[Records]
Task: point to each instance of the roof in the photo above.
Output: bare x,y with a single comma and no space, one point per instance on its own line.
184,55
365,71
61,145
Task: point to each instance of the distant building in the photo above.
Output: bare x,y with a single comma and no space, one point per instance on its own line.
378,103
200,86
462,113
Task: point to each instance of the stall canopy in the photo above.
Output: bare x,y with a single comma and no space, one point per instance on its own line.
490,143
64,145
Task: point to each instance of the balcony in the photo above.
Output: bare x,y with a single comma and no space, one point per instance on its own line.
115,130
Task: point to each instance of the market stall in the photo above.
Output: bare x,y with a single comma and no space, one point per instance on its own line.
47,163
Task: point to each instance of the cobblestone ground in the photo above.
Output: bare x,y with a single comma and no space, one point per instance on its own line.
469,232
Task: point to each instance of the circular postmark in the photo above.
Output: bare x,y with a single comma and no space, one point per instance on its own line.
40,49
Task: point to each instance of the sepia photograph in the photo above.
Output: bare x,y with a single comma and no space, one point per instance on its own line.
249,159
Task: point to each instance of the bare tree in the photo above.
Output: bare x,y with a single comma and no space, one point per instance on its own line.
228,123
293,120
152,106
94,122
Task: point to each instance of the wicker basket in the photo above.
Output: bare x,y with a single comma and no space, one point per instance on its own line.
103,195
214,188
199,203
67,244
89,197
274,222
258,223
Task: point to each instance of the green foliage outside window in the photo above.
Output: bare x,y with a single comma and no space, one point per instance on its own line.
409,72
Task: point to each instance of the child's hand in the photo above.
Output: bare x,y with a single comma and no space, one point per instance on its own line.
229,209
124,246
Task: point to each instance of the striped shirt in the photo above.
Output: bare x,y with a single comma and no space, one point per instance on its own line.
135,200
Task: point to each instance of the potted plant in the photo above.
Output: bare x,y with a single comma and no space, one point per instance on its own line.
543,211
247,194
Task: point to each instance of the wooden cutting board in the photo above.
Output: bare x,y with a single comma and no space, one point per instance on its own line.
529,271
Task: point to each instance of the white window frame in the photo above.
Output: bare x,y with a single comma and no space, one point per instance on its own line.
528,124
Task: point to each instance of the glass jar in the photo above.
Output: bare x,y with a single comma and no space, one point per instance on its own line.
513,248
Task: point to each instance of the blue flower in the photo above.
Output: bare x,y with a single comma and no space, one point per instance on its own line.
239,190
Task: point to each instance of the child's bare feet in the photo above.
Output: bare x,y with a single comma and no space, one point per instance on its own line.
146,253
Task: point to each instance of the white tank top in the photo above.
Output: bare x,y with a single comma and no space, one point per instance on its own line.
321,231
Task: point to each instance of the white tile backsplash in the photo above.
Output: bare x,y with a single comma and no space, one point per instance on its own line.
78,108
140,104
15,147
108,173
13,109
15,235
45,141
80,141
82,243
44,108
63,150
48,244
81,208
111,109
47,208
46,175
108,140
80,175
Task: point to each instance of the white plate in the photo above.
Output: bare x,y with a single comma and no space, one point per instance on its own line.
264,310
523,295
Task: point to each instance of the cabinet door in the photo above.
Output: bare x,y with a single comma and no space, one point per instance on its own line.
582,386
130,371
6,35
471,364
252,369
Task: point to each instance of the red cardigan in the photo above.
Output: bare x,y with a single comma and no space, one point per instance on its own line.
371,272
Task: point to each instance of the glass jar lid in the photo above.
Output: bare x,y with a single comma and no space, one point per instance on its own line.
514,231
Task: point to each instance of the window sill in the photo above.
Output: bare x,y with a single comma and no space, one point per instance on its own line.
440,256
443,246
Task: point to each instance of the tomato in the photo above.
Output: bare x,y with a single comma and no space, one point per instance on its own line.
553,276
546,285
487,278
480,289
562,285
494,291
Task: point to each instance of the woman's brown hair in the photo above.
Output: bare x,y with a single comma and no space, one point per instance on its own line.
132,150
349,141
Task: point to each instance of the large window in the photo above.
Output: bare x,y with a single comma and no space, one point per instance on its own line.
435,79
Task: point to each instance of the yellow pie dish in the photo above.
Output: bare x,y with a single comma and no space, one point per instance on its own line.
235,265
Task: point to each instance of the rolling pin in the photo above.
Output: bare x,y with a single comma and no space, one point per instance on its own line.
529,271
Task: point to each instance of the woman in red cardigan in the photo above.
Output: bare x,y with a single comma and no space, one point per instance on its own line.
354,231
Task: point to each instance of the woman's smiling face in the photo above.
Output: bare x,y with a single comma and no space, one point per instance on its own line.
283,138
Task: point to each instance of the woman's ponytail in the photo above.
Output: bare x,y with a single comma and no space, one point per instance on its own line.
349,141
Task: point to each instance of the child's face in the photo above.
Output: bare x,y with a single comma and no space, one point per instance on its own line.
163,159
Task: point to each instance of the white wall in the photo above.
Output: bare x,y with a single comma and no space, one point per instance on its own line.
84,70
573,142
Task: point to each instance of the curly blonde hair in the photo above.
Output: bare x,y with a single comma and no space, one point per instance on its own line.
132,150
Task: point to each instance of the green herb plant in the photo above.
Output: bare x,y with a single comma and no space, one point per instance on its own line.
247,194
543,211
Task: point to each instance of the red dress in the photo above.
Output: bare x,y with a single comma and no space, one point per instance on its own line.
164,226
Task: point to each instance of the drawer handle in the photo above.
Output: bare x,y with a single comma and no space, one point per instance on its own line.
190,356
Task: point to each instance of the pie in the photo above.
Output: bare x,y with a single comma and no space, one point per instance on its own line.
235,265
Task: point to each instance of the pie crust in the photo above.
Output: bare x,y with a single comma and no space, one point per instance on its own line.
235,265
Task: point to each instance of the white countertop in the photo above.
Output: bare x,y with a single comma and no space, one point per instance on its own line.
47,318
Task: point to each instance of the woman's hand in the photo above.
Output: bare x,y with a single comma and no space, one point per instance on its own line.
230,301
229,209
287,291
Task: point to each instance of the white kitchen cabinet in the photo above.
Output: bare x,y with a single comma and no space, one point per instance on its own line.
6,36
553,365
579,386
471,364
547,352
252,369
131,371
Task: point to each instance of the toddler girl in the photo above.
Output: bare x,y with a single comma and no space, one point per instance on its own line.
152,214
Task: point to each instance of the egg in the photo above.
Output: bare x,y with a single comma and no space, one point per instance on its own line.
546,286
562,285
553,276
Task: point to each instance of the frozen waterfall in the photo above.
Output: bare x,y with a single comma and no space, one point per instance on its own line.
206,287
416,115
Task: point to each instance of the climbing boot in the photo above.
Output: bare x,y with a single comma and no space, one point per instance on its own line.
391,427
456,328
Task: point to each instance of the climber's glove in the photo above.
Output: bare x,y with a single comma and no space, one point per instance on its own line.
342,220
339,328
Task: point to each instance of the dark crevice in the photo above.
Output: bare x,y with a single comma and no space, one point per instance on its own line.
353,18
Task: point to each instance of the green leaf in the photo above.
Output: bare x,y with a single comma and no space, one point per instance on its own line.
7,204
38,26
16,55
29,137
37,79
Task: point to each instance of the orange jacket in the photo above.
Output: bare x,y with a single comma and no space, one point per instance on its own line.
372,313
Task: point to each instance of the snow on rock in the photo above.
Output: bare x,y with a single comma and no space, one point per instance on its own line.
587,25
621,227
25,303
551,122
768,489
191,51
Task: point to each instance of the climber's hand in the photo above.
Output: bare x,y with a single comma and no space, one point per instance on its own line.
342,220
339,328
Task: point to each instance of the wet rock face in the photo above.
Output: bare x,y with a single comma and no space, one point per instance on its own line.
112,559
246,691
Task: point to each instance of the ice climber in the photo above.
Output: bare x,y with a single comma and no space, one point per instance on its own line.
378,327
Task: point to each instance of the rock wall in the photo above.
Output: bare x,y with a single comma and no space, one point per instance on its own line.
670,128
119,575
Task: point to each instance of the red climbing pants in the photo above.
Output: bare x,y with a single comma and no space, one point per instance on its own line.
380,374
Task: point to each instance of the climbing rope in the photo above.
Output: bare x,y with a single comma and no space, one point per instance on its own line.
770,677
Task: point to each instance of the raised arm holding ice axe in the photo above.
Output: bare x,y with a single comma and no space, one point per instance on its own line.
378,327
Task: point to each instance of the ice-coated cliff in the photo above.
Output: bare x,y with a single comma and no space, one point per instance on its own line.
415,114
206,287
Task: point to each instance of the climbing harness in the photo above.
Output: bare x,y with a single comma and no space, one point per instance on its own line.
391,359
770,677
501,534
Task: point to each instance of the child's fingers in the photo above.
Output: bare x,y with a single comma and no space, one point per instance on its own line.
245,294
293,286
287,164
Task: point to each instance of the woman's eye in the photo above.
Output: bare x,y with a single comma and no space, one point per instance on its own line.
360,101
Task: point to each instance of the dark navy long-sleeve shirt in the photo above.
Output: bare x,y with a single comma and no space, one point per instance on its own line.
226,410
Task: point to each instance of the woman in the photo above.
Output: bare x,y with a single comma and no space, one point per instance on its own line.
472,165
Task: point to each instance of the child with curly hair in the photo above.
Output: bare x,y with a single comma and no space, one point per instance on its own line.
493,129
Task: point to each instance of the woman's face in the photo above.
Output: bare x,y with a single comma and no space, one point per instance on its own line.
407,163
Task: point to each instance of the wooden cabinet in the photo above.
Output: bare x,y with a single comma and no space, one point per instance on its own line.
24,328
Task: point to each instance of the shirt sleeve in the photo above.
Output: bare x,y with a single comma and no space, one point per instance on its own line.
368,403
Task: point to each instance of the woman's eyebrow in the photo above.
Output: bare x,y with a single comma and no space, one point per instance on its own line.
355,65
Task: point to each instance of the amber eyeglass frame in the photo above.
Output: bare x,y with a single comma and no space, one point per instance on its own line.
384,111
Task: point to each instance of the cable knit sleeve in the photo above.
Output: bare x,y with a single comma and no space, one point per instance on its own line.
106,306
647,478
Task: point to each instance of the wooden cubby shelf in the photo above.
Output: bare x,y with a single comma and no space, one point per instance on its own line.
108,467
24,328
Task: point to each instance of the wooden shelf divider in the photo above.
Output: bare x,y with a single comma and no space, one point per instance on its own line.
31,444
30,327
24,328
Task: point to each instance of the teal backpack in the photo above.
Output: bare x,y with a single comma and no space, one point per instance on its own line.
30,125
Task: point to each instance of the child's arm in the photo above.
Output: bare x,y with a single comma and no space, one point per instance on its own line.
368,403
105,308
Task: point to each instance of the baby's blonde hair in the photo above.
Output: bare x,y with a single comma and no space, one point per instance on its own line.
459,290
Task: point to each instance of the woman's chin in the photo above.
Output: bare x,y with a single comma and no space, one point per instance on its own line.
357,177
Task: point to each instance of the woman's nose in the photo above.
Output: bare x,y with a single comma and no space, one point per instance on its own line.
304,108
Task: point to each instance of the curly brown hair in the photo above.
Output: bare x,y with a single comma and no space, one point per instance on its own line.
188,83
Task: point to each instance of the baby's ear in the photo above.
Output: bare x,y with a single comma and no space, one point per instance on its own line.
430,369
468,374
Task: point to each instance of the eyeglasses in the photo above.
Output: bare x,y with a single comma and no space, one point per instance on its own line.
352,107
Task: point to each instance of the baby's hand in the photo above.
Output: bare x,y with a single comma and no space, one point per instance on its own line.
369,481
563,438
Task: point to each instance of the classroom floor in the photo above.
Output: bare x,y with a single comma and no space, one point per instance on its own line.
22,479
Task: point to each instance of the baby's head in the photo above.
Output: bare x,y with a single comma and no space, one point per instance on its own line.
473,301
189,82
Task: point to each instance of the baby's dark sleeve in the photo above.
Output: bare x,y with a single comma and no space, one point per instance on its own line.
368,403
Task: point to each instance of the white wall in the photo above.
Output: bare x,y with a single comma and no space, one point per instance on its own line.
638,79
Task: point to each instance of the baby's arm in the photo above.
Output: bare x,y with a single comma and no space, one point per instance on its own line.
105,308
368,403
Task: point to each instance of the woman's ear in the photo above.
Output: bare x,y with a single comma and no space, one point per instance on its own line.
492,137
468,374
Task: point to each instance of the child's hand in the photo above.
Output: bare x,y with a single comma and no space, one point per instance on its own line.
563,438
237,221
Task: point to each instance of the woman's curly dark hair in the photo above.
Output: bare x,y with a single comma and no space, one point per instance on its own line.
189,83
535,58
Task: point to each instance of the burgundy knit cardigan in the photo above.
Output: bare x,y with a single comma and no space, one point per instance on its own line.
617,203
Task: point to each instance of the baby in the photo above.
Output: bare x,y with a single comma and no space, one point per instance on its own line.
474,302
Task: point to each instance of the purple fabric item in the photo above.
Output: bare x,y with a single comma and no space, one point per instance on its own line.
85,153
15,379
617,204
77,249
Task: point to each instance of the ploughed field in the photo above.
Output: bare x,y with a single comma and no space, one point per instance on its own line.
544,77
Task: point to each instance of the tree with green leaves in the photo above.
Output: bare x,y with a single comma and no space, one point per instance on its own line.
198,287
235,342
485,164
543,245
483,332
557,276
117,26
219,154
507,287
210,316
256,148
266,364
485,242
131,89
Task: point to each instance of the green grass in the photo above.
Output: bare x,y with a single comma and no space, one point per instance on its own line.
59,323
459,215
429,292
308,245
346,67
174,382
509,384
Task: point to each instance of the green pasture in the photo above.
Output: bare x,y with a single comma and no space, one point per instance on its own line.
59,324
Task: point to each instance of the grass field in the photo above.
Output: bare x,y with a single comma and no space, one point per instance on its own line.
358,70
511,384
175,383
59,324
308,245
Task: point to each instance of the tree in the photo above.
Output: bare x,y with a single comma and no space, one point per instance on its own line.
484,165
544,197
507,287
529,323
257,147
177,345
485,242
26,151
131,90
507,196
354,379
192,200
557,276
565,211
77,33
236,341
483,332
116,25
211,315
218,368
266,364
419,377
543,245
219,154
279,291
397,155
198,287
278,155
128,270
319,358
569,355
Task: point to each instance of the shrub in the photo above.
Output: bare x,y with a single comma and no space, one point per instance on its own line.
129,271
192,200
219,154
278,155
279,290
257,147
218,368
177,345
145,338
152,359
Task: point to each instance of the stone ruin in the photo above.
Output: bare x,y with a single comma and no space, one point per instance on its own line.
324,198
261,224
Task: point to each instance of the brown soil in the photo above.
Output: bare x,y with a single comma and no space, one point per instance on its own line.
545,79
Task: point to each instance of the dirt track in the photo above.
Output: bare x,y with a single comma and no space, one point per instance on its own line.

Work to be completed: Print the line containing "Task: point to each instance of the green pasture" and every line after it to the end of the records above, exactly as written, and nothing else.

The reply:
Task: point to each instance of the green pasture in the photo above.
Output: bare x,y with a single comma and no space, one point per instance on its own line.
59,324
Task: point to each instance of the grass field in the photo above.
Output: bare x,y with a single comma and no space, one point per instance on its own line.
358,70
511,384
175,383
59,324
308,245
Task: point to each instance of the tree in the photo above.
Output: bare x,y with a single comma and no space, one point per instance on its own line.
484,165
544,197
507,287
529,323
257,147
177,345
485,242
26,151
131,90
507,196
354,379
192,200
557,276
565,211
77,33
236,341
483,332
116,25
211,315
218,368
266,364
419,377
543,245
219,154
279,291
397,155
198,287
278,155
128,270
319,358
569,355
Task: point to each instance of the shrub in the photo above.
Output: bare x,y with a single comma and no space, one point per instance on its own line.
129,271
192,200
219,154
278,155
279,290
257,147
218,368
177,345
145,338
152,359
Task: point to each instance of the stone ruin in the photo above.
Output: bare x,y with a single comma and no space, one point per instance on its own line.
324,198
261,224
Task: point to each instance of the brown soil in the photo above.
Output: bare x,y with a single comma and no space, one point per instance on its own line.
545,79
Task: point to each instance of the dirt track in the photo above.
Output: bare x,y with a single comma and no space, one point per instance on its own line.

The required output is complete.